**About this exercise:**
Once every line below has been checked for "building", give only the number of lines that have it.

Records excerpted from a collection

________________

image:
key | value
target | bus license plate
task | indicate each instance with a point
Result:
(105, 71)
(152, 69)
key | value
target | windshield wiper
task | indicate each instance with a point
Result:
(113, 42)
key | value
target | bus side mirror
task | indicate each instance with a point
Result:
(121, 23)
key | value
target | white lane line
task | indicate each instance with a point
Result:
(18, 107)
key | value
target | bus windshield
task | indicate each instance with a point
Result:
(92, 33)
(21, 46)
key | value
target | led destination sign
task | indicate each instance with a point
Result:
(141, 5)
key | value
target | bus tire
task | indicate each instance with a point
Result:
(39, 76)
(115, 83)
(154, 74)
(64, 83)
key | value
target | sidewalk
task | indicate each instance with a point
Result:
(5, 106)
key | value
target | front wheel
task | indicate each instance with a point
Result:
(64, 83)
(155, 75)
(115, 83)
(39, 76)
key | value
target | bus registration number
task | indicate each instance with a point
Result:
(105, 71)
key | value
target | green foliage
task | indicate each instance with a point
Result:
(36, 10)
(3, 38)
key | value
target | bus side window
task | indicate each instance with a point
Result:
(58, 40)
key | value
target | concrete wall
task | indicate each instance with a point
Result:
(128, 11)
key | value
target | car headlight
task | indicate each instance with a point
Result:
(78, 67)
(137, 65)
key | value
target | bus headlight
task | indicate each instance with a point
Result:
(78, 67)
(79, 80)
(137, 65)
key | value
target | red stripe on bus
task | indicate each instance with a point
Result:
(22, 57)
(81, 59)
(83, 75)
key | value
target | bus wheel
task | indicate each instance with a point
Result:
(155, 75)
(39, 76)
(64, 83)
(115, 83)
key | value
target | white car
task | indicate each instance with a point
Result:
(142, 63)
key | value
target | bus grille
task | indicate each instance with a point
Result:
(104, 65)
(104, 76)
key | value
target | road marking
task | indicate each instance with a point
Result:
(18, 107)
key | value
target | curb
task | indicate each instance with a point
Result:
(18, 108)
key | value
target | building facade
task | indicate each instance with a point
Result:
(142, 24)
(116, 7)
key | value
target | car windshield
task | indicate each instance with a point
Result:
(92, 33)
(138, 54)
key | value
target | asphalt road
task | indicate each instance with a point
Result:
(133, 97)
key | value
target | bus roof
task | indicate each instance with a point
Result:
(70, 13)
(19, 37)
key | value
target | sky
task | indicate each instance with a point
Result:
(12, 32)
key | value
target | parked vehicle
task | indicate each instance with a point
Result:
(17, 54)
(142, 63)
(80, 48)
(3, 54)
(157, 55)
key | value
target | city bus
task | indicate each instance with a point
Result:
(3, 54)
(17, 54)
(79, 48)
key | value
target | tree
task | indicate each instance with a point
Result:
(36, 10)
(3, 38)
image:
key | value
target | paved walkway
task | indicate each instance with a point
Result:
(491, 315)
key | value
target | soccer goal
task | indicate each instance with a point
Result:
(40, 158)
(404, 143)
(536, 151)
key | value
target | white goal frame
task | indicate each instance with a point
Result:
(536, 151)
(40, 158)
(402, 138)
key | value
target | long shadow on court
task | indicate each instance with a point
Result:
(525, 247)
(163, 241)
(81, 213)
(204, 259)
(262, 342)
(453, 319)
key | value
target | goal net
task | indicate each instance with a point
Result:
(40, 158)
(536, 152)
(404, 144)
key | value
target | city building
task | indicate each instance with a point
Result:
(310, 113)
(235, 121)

________________

**Expected output:**
2